▶ **WHAT IS REQUIRED**: Transcribe the data exactly. Leave nothing out.

─── DATA SHOWN

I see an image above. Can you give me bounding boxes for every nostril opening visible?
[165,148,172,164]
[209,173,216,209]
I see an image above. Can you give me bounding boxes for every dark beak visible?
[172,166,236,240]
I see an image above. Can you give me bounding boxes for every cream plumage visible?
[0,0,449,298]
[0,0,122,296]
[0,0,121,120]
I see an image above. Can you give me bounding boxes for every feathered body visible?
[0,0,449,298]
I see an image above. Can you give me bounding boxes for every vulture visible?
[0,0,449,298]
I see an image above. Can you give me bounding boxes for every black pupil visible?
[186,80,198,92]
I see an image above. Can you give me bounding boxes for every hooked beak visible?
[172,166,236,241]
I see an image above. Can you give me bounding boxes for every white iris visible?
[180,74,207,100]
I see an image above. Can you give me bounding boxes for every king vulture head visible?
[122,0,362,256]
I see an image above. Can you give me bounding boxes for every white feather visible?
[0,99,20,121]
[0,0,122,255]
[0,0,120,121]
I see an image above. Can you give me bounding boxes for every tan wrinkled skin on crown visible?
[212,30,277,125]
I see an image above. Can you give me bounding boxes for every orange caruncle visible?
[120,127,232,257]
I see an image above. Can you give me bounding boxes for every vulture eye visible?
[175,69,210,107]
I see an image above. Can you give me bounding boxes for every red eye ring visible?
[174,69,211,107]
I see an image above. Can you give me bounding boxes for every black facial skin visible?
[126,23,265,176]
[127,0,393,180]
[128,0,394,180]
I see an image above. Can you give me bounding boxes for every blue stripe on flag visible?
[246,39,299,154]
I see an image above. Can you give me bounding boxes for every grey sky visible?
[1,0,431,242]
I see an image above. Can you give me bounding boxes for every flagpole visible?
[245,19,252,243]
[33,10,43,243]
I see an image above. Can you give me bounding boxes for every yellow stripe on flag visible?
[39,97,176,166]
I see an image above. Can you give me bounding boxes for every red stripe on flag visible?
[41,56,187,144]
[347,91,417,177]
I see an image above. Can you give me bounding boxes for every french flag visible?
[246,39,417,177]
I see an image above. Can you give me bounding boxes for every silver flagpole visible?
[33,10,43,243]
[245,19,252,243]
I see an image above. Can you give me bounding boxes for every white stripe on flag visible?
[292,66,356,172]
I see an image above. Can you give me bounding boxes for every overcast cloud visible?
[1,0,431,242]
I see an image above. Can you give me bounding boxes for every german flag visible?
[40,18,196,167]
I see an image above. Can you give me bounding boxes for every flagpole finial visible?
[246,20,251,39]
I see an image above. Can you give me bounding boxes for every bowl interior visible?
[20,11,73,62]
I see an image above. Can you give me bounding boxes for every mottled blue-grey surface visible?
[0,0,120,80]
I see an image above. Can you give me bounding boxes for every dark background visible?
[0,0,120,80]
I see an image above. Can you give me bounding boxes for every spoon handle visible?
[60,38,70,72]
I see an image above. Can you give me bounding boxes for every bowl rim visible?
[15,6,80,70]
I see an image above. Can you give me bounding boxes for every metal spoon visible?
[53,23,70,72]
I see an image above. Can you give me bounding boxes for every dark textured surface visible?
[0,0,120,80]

──────

▶ **RESPONSE TO THE EXERCISE**:
I see an image above. Can you give me bounding boxes for every nostril opening visible?
[165,148,172,164]
[209,173,216,209]
I see an image above. Can you give me bounding boxes for every dark beak visible?
[172,166,236,240]
I see an image above. Can you give me bounding boxes for every cream plumage visible?
[0,0,449,298]
[0,0,122,296]
[0,0,121,120]
I see an image above. Can you give me bounding boxes for every feathered body visible?
[0,0,449,298]
I see an image above. Can you give me bounding boxes for every vulture visible?
[0,0,449,298]
I see an image above. Can you give me bounding boxes for every black pupil visible?
[186,80,198,92]
I see an image above. Can you give me bounding boxes for every hooked beak visible?
[172,166,236,241]
I see an image above. Can you give me bounding boxes for every white iris visible?
[180,74,207,100]
I see an image above. Can you give me bounding boxes for every king vulture head visible?
[122,0,362,256]
I see an image above. Can you give me bounding boxes for every white feather visible?
[0,99,20,121]
[0,0,122,255]
[0,0,120,121]
I see an image above. Can you give me bounding boxes for every tan wrinkled skin on crown visible?
[212,30,277,125]
I see an image above. Can you give me bounding boxes for every orange caruncle visible?
[120,127,232,257]
I see an image above. Can you give me bounding boxes for every vulture eye visible?
[175,69,210,107]
I see an image above. Can you give me bounding boxes for every red eye ring visible?
[174,69,211,107]
I see an image above. Can you give me bounding boxes for every black facial skin visible?
[126,23,265,176]
[127,0,393,180]
[128,0,394,180]
I see an image above. Can you give me bounding boxes for every blue stripe on flag visible?
[246,39,299,154]
I see an image above. Can you give me bounding boxes for every grey sky visible?
[1,0,431,242]
I see an image above. Can you give me bounding boxes for every flagpole visible?
[245,19,252,243]
[33,10,43,243]
I see an image above. Can you give me bounding boxes for every yellow stripe on flag visible?
[39,97,176,166]
I see an image above. Can you give me bounding boxes for every red stripe on flag visible?
[41,56,187,144]
[347,91,417,177]
I see an image above. Can you give me bounding boxes for every french flag visible?
[246,39,417,177]
I see an image above. Can you give me bounding boxes for every silver flagpole visible?
[33,10,43,243]
[245,19,252,243]
I see an image above. Can you give me bounding boxes for every white stripe on flag visible?
[292,66,356,172]
I see an image above. Can you give me bounding boxes for every overcast cloud visible?
[1,0,431,242]
I see an image above. Can you give me bounding boxes for every german flag visible?
[40,18,196,167]
I see an image above. Can you give me bounding boxes for every flagpole finial visible?
[246,20,251,39]
I see an image above. Can you give me bounding boxes for every bowl interior visible?
[20,11,73,62]
I see an image above. Can you give me bounding boxes for every mottled blue-grey surface visible?
[0,0,120,80]
I see an image above. Can you give me bounding boxes for every dark background visible?
[0,0,120,80]
I see an image above. Can you give me bounding boxes for every spoon handle visible?
[60,38,70,72]
I see an image above. Can you give me bounding boxes for every bowl rim visible?
[15,6,80,70]
I see an image above. Can you give me bounding boxes for every metal spoon visible?
[53,23,70,72]
I see an image above. Can you give me bounding boxes for every dark textured surface visible?
[0,0,120,80]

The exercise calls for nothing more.